◆ **Task**: Continue the blog post about the baby's interrupted bathroom nap, starting right after its last line.

#### Passage for review ####

Tuesday, July 19th, 2011

Last week I wrote about my irrational anger at everyday noises. Anything that stands in the way of Fia’s nap sets me off. So I came up with a solution. She now naps  in our downstairs bathroom–in her stroller. It’s the only dark windowless room in our house. I turn on the ventilation fan, strap her in, and boom, she’s out within seconds. I can get anywhere from 1-3 hours.

I bank on this time. It’s how I get stuff done.

So it came with extreme irritation and fury when just 30 minutes into her nap Phil came downstairs and yanked open the bathroom door. I was on the phone and mouthed the biggest WTF???? my lips would do, throwing my arm in the air with exasperation. He of all people knows better. He mouthed something angrily back. I hung up my call to the sound of a cry.

?!$#?&%! YOU WOKE HER UP! I shouted, ready to spit I was so pissed.

“IT SMELLS LIKE NATURAL GAS IN THE UPSTAIRS BATHROOM!!!” (which is right above the one she naps in) he yelled back, as he gently picked her out of the stroller with a hug. “I WAS MAKING SURE IT WASN’T DOWN HERE!!”  We sounded like the Costanza’s.

#### Listed entries ####

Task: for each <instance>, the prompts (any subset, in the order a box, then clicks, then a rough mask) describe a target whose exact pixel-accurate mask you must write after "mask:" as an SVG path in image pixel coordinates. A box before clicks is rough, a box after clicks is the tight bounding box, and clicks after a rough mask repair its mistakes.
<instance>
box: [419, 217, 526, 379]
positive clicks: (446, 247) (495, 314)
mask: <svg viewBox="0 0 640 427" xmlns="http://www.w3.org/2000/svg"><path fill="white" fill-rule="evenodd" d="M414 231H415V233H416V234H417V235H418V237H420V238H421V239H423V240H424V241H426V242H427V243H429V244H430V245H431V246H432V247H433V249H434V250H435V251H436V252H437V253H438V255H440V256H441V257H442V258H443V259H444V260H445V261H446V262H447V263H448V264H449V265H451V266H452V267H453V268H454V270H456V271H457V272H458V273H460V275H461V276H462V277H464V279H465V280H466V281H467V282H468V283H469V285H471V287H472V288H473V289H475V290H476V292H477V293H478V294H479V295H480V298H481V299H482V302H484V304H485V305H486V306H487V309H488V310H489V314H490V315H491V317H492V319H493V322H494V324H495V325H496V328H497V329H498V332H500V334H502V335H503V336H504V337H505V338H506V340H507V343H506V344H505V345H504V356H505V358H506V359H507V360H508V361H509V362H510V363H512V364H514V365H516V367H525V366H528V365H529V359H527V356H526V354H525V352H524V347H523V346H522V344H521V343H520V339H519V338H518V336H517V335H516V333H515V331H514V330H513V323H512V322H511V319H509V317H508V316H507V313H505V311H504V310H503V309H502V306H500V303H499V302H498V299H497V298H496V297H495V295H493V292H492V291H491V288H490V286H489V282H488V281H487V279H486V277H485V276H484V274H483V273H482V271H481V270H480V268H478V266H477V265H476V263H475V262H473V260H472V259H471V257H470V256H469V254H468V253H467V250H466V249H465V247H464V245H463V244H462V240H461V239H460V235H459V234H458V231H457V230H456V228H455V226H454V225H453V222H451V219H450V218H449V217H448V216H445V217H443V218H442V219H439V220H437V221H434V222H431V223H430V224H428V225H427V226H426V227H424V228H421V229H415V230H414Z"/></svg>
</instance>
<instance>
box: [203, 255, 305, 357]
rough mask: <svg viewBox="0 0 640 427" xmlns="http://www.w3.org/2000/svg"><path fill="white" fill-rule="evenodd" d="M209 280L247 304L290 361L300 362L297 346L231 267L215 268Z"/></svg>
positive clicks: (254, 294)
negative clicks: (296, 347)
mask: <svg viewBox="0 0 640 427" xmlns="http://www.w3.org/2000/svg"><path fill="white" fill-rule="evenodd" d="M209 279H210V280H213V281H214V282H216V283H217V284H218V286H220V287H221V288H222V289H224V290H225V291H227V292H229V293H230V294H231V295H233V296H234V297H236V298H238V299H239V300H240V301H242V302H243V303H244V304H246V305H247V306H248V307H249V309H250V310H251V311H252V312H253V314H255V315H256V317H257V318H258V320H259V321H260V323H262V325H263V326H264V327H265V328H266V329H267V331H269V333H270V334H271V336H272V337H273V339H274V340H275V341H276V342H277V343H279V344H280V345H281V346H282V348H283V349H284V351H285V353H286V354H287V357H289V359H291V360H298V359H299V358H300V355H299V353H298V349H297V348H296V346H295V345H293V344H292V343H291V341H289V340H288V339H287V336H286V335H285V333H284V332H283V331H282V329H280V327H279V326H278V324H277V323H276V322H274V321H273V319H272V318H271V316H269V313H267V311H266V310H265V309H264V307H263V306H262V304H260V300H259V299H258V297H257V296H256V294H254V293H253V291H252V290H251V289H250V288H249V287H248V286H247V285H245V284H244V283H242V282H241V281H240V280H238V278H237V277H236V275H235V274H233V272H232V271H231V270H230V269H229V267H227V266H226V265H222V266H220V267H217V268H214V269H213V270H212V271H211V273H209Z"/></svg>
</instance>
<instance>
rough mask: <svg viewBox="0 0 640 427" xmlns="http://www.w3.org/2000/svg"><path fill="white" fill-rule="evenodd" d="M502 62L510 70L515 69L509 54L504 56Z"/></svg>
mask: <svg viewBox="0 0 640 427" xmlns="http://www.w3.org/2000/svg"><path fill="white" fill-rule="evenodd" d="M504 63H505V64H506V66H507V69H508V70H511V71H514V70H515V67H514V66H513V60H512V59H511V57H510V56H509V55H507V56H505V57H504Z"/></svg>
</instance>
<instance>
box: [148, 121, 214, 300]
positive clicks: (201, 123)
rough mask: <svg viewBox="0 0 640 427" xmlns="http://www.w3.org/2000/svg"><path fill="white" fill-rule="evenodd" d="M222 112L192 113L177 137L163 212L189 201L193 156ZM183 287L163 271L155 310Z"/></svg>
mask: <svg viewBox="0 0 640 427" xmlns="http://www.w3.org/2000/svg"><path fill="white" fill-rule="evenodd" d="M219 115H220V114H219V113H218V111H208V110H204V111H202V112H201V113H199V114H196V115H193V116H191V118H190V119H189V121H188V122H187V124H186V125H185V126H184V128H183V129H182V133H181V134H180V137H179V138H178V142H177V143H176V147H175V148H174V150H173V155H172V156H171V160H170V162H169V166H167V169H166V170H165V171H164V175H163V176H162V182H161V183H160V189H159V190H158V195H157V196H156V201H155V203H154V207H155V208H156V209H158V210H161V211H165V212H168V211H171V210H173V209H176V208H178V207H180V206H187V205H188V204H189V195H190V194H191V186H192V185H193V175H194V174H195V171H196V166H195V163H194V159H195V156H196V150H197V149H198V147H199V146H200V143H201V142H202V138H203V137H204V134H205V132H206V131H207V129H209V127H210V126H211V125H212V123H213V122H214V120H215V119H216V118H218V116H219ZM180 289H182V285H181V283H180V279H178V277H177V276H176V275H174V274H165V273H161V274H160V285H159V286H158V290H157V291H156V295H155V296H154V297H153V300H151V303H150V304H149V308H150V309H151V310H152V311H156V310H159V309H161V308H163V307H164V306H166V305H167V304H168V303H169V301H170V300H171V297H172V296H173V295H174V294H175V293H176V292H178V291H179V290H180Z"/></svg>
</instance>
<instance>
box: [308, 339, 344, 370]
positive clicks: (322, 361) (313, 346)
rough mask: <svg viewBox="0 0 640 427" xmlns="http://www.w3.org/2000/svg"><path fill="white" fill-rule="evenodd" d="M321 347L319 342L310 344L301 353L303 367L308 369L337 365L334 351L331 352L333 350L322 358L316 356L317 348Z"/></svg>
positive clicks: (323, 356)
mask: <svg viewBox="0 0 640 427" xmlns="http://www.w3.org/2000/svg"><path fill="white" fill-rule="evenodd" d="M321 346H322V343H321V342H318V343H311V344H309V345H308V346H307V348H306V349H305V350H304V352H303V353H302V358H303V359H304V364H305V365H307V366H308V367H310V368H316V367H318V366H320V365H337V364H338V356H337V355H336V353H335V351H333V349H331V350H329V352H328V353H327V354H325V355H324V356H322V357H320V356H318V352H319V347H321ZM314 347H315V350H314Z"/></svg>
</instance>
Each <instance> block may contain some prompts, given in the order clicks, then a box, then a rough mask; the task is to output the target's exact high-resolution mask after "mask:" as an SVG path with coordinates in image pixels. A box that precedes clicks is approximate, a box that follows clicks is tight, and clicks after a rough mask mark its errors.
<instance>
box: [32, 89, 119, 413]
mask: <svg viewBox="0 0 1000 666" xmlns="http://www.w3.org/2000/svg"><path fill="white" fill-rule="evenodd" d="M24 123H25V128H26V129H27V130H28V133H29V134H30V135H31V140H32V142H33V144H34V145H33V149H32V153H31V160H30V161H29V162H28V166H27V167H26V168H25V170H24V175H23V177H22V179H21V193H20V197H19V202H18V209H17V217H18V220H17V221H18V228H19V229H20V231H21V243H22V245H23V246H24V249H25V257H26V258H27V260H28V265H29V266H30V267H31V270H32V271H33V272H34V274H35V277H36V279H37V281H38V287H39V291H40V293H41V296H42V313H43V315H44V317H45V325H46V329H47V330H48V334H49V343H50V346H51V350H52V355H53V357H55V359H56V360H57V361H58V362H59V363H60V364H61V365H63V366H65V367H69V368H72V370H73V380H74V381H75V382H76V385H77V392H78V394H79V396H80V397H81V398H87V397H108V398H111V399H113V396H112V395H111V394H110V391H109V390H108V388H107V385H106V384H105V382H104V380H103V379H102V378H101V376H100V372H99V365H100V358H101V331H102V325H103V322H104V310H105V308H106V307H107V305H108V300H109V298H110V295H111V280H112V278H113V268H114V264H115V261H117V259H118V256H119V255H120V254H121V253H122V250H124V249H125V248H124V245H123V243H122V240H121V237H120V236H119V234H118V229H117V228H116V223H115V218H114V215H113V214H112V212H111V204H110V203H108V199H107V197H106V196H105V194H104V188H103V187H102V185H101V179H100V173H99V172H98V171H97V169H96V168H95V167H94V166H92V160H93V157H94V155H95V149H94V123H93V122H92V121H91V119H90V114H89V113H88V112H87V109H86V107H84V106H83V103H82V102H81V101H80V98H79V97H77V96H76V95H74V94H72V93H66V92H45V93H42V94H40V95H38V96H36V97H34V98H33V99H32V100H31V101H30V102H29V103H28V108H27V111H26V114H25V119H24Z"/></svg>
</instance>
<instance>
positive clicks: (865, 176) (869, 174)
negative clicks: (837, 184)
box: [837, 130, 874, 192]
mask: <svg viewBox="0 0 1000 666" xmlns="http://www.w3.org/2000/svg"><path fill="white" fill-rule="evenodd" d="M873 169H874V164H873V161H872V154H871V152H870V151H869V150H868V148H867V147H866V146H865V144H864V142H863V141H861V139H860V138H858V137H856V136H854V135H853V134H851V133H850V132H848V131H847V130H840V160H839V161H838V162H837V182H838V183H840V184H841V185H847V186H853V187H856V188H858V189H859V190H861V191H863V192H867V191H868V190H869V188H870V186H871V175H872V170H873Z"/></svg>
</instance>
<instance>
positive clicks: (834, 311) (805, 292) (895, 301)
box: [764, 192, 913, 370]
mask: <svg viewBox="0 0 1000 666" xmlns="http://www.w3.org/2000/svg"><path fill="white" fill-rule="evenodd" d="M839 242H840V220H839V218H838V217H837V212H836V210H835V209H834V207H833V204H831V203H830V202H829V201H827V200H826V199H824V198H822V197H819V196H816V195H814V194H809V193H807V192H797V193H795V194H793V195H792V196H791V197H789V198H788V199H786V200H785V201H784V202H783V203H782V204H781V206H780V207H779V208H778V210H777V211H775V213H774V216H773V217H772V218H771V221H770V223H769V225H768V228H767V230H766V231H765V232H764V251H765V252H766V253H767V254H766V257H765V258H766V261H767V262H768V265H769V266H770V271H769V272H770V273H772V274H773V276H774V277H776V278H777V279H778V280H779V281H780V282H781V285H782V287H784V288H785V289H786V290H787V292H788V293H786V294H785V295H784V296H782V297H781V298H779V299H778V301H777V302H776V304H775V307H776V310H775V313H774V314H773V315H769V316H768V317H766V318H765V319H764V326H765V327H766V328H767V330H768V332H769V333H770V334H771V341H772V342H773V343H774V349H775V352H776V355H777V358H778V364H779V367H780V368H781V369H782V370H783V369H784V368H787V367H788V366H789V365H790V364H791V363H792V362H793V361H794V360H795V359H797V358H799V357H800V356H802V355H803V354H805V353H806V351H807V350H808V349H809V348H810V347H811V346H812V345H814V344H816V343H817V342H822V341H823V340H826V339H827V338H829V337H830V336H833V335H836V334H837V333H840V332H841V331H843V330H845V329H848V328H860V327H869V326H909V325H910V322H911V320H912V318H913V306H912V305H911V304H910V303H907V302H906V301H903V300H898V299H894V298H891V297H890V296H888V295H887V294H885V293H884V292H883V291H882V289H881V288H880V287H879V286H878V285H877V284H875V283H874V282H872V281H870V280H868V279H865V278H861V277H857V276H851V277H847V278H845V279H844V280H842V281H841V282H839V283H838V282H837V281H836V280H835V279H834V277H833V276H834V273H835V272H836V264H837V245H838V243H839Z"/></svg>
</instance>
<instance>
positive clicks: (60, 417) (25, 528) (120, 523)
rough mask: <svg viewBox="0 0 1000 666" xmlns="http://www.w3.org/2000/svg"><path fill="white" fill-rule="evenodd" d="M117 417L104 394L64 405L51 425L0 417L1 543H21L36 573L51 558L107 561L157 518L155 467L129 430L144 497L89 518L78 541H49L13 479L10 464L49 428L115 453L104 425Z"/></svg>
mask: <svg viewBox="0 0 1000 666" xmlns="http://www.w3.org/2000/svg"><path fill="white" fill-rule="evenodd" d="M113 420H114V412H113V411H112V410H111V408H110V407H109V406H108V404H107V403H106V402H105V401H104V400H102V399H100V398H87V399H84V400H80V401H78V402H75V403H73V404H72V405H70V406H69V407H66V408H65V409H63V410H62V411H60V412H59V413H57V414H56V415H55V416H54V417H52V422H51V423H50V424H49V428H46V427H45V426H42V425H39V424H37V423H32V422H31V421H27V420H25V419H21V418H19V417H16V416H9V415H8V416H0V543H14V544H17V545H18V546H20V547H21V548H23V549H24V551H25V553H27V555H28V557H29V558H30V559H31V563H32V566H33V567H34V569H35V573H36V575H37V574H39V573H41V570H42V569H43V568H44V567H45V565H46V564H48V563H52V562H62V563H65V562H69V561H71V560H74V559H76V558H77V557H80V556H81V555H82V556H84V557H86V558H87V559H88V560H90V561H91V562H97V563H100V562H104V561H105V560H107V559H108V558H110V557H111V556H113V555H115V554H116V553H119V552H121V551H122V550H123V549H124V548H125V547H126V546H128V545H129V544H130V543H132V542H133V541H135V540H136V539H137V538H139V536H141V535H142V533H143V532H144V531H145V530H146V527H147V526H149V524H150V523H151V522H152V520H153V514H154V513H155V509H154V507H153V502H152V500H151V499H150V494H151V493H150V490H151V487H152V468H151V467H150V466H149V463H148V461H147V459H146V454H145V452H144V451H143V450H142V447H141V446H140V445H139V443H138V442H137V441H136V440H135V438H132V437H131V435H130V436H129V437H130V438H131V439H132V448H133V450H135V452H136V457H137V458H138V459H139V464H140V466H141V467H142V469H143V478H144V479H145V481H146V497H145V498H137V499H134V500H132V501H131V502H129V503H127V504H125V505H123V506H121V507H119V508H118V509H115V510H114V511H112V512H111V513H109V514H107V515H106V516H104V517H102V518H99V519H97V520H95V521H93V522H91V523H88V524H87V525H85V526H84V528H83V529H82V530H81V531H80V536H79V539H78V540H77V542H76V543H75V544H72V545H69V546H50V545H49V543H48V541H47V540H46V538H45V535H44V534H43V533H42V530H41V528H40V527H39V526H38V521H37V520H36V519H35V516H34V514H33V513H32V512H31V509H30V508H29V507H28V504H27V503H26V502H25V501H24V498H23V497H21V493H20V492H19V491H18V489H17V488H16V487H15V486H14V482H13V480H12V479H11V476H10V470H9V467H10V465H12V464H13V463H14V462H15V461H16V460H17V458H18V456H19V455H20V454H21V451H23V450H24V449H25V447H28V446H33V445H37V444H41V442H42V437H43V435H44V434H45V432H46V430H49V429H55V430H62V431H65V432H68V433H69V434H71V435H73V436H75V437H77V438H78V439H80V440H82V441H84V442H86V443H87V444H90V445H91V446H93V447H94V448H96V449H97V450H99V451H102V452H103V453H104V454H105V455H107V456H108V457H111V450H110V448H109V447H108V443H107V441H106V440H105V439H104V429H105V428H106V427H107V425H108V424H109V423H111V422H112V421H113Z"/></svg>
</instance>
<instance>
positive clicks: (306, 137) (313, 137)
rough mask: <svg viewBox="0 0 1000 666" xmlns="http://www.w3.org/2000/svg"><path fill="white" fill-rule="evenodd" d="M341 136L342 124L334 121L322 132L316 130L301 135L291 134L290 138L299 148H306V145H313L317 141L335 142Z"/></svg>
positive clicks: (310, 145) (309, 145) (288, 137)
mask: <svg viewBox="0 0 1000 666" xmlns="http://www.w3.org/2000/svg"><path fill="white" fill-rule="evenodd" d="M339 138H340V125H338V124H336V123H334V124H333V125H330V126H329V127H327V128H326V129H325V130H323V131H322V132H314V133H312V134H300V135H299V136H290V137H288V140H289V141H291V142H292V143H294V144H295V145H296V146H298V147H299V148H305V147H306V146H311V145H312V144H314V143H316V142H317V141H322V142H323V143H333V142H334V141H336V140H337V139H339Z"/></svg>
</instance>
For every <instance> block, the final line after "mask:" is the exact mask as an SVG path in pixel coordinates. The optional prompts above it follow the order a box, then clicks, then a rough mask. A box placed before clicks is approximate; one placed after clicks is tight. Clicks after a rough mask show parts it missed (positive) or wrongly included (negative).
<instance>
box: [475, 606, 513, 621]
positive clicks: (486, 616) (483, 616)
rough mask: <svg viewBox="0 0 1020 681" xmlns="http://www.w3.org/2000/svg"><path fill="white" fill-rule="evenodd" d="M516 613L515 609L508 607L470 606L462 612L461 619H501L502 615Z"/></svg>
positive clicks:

####

◆ **Exercise output**:
Seething, I stormed past them both, went upstairs, and boom the smell hit me like a dozen rotten eggs. It was one of those moments where I knew he was right. And should be touched by his protective nature. For god’s sakes…you don’t mess with gas. It can kill.

Yet, somewhere inside, a voice was still saying, “But did you have to open the bathroom door so loudly??”

I sulked downstairs, knowing my to-do list would stay to-do. I couldn’t bring myself to apologize. I was still fuming. “I’ll call the management company,” I said tersely.

They told us to put a fan in the upstairs bathroom and call them back in 45 minutes if the smell persisted. (Great advice by the way. Seriously?)